TASK TO COMPLETE >> Pictures do not belong in the copy. Return all of the entries exactly.

+++

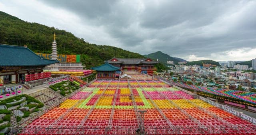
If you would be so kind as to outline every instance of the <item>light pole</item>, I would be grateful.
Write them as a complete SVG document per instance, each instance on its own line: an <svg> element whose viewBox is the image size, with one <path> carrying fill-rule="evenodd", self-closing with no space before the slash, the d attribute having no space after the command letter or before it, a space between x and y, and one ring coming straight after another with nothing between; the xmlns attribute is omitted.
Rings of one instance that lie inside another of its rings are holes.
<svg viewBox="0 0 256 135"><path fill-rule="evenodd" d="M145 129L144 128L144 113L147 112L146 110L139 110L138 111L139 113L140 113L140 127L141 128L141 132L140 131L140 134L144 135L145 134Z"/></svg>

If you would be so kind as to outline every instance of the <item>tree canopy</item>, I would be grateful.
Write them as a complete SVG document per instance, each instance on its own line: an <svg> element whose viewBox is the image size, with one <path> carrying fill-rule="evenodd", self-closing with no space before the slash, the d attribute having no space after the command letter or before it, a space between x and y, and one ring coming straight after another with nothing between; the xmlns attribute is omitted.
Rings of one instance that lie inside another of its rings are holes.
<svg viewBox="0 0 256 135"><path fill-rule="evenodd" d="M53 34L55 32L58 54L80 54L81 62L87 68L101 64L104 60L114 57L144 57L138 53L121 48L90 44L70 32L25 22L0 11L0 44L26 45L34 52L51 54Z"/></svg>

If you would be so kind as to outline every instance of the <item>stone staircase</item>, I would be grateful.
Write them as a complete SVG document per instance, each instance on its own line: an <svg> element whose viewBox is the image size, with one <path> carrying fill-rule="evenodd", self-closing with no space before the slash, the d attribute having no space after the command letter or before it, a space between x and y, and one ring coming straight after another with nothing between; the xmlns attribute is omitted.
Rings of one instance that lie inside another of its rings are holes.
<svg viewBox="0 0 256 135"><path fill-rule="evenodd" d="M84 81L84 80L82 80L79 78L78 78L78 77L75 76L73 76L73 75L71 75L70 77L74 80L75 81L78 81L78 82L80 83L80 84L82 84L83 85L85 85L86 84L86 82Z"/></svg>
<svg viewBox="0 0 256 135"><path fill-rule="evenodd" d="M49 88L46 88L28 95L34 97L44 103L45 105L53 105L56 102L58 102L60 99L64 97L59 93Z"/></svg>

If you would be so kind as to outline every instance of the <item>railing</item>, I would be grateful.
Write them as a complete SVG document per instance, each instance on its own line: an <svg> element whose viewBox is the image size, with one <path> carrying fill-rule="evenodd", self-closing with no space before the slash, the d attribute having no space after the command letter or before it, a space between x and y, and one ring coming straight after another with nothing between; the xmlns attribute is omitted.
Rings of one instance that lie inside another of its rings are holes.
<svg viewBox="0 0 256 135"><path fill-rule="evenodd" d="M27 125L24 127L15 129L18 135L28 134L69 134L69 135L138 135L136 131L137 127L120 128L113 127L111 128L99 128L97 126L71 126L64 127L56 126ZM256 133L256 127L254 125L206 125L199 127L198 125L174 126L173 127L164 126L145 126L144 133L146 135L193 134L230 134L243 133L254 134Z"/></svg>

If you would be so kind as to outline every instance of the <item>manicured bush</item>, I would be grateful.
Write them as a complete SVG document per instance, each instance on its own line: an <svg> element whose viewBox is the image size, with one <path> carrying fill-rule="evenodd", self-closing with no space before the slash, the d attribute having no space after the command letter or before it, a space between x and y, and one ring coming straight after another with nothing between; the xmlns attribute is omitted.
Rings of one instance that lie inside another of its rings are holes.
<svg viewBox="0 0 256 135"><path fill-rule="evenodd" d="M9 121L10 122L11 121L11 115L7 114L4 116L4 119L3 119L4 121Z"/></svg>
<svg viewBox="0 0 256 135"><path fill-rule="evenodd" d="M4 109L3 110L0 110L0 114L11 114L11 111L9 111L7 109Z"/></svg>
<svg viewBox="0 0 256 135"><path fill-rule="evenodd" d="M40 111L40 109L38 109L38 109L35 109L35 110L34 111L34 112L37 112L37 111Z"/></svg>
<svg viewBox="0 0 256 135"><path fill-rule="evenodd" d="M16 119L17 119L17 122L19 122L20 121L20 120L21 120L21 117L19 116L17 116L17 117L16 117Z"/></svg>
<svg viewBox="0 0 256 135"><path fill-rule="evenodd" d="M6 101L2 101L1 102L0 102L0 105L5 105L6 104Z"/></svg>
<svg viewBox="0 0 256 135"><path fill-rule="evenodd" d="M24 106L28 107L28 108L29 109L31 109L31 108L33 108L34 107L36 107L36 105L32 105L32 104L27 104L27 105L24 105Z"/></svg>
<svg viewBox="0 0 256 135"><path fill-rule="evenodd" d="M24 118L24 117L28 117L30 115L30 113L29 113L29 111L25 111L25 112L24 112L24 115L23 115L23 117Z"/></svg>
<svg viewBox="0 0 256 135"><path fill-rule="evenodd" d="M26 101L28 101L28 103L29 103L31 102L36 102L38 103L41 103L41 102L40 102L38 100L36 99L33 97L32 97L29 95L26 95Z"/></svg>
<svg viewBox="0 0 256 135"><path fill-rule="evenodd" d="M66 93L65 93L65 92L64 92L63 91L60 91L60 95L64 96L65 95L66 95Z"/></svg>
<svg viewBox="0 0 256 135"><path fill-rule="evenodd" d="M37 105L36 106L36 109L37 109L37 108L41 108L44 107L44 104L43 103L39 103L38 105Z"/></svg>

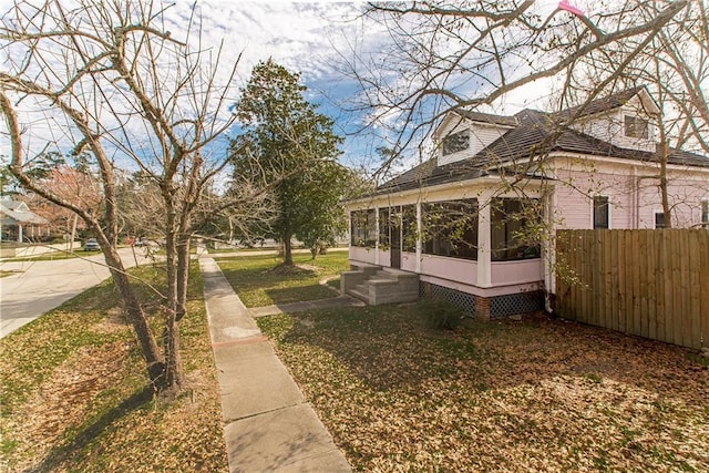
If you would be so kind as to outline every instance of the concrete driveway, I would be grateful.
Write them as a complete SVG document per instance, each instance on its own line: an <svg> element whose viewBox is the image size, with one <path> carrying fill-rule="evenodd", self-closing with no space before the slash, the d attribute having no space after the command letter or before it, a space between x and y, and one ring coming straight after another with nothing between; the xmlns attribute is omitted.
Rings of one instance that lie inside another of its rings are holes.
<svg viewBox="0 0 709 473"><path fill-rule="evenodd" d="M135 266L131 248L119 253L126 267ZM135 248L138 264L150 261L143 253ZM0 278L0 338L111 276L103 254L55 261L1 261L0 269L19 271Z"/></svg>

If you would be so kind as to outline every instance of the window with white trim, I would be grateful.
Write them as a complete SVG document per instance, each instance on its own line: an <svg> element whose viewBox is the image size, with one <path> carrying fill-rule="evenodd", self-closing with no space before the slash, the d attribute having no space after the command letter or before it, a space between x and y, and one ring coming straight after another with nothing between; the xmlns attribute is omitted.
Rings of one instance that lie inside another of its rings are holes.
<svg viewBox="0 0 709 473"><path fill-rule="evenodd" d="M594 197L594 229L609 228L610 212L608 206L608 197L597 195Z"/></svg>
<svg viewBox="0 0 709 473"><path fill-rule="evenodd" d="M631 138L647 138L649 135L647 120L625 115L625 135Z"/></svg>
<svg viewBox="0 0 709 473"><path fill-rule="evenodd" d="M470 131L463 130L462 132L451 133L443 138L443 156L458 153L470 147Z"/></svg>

+++

SOLUTION >>
If you would be so kind as to outline every instance of the <item>light pole</item>, I would be grateful.
Write them as a complete SVG document per instance, each instance on its own line: an <svg> element whose viewBox is the image size, with one <path> carrying fill-rule="evenodd", self-closing with no space before the slash, the d attribute having no space after the command letter or before it, a space between x and y, and one ring coming straight after another with nothing between; the xmlns attribute is omitted.
Rings of one instance that lie inside another of its rings are holes.
<svg viewBox="0 0 256 135"><path fill-rule="evenodd" d="M145 129L144 128L144 113L147 112L146 110L139 110L138 111L139 113L140 113L140 127L141 128L141 132L140 131L140 134L144 135L145 134Z"/></svg>

If you would be so kind as to outline every instance of the <item>tree canopy</item>, I would be grateful.
Write them as a complete SVG document per instance, each instance on its own line: an <svg> element whose viewBox is the image size, with one <path> carrying fill-rule="evenodd", self-closing with no space before the slash, the d attribute having no space after the command letter or before it, a space between x and y, and one ring coming straight after another with nothing between; the xmlns attribute is omitted.
Rings of one instance that lie inside another of its rings are holes.
<svg viewBox="0 0 256 135"><path fill-rule="evenodd" d="M53 34L55 32L58 54L80 54L81 62L87 68L101 64L104 60L114 57L144 57L138 53L121 48L90 44L70 32L25 22L0 11L0 44L26 45L34 52L51 54Z"/></svg>

If you would be so kind as to outline every instance of the <item>stone staircase</item>, I would be grateful.
Write them as a complete SVG document per instance, each instance on its own line: an <svg> element whose viewBox is the image size, with one <path> carrying fill-rule="evenodd", self-closing with no space before the slash, the d attribute having no space after the command letter or before it, a space between x and y, and one ring coming straight after another with nothing between; the xmlns attribute is omitted.
Rings of one instance that lie inside another of its rings are holes.
<svg viewBox="0 0 256 135"><path fill-rule="evenodd" d="M84 81L84 80L82 80L79 78L78 78L78 77L75 76L73 76L73 75L71 75L70 77L74 80L75 81L78 81L78 82L80 83L80 84L82 84L83 85L85 85L86 84L86 82Z"/></svg>
<svg viewBox="0 0 256 135"><path fill-rule="evenodd" d="M49 88L46 88L28 95L34 97L44 103L45 105L53 105L56 102L58 102L60 99L64 97L59 93Z"/></svg>

If you would be so kind as to outline every instance of the <item>railing</item>, I would be grateful.
Write them as a complete SVG document per instance, each instance on its own line: an <svg> element whose viewBox is the image size, with one <path> carrying fill-rule="evenodd", self-closing with no space before the slash, the d attribute having no space after the command letter or before it, a space between x and y, and one ring coming straight after another with nothing between; the xmlns attribute is omitted.
Rings of one instance that lie inside another of its rings are holes.
<svg viewBox="0 0 256 135"><path fill-rule="evenodd" d="M27 125L24 127L15 129L18 135L28 134L69 134L69 135L138 135L136 131L137 127L120 128L113 127L111 128L99 128L97 126L71 126L64 127L56 126ZM256 133L256 127L254 125L206 125L199 127L198 125L174 126L173 127L164 126L145 126L144 133L146 135L193 134L230 134L243 133L254 134Z"/></svg>

If you would be so kind as to outline every instance of the <item>manicured bush</item>, I would be grateful.
Write them as a complete SVG document per instance, each instance on its own line: an <svg> element whose viewBox is the image size, with one <path> carrying fill-rule="evenodd", self-closing with no space before the slash, the d attribute having no space after the command letter or before it, a space between x and y, and one ring coming straight after another with nothing between; the xmlns attribute is omitted.
Rings of one instance that lie inside another of its rings are holes.
<svg viewBox="0 0 256 135"><path fill-rule="evenodd" d="M9 121L10 122L11 121L11 115L7 114L4 116L4 119L3 119L4 121Z"/></svg>
<svg viewBox="0 0 256 135"><path fill-rule="evenodd" d="M4 109L3 110L0 110L0 114L11 114L11 111L9 111L7 109Z"/></svg>
<svg viewBox="0 0 256 135"><path fill-rule="evenodd" d="M40 111L40 109L38 109L38 109L35 109L35 110L34 111L34 112L37 112L37 111Z"/></svg>
<svg viewBox="0 0 256 135"><path fill-rule="evenodd" d="M16 119L17 119L17 122L19 122L20 121L20 120L21 120L21 117L19 116L17 116L17 117L16 117Z"/></svg>
<svg viewBox="0 0 256 135"><path fill-rule="evenodd" d="M6 101L2 101L1 102L0 102L0 105L5 105L6 104Z"/></svg>
<svg viewBox="0 0 256 135"><path fill-rule="evenodd" d="M24 106L28 107L28 108L29 109L31 109L31 108L33 108L34 107L36 107L36 105L32 105L32 104L27 104L27 105L24 105Z"/></svg>
<svg viewBox="0 0 256 135"><path fill-rule="evenodd" d="M24 118L24 117L28 117L30 115L30 113L29 113L29 111L25 111L25 112L24 112L24 115L23 115L23 117Z"/></svg>
<svg viewBox="0 0 256 135"><path fill-rule="evenodd" d="M26 101L28 101L28 103L29 103L31 102L36 102L38 103L41 103L41 102L40 102L38 100L36 99L33 97L32 97L29 95L26 95Z"/></svg>
<svg viewBox="0 0 256 135"><path fill-rule="evenodd" d="M66 93L65 93L65 92L64 92L63 91L60 91L60 95L64 96L65 95L66 95Z"/></svg>
<svg viewBox="0 0 256 135"><path fill-rule="evenodd" d="M37 105L36 106L36 109L37 109L37 108L41 108L44 107L44 104L43 103L39 103L38 105Z"/></svg>

If you would be so kind as to outline every instance of the concrete driveway, I would be grateful.
Write them as a complete SVG document per instance, each instance on its own line: an <svg> element whose viewBox is the image size, with one <path> carrying fill-rule="evenodd", self-closing with no space before the slash, the d attribute having no space after the command letter or before it, a space between x and y, and one ring coming straight after another with nothing between; the xmlns attribute is omitted.
Rings of one instance that lie inside another of its rings are holes.
<svg viewBox="0 0 709 473"><path fill-rule="evenodd" d="M135 266L131 248L119 253L126 267ZM135 248L138 264L150 261L143 253ZM0 278L0 338L111 276L103 254L55 261L1 261L0 269L19 271Z"/></svg>

If you would be so kind as to outline every instance of the window with white trim, I would be grateful.
Write them as a complete SVG document per instance, each instance on its own line: an <svg> element whose viewBox is the image size, with one <path> carrying fill-rule="evenodd", self-closing with no space before the slash, the d attribute having no space after the command letter or before it, a space between x and y, and one ring coming straight after another with nothing between; the xmlns attribute is omitted.
Rings of one instance that lie inside another of its rings are holes.
<svg viewBox="0 0 709 473"><path fill-rule="evenodd" d="M594 197L594 229L609 228L610 212L608 206L608 197L597 195Z"/></svg>
<svg viewBox="0 0 709 473"><path fill-rule="evenodd" d="M631 138L647 138L649 135L647 120L625 115L625 135Z"/></svg>
<svg viewBox="0 0 709 473"><path fill-rule="evenodd" d="M470 131L463 130L462 132L451 133L443 138L443 156L458 153L470 147Z"/></svg>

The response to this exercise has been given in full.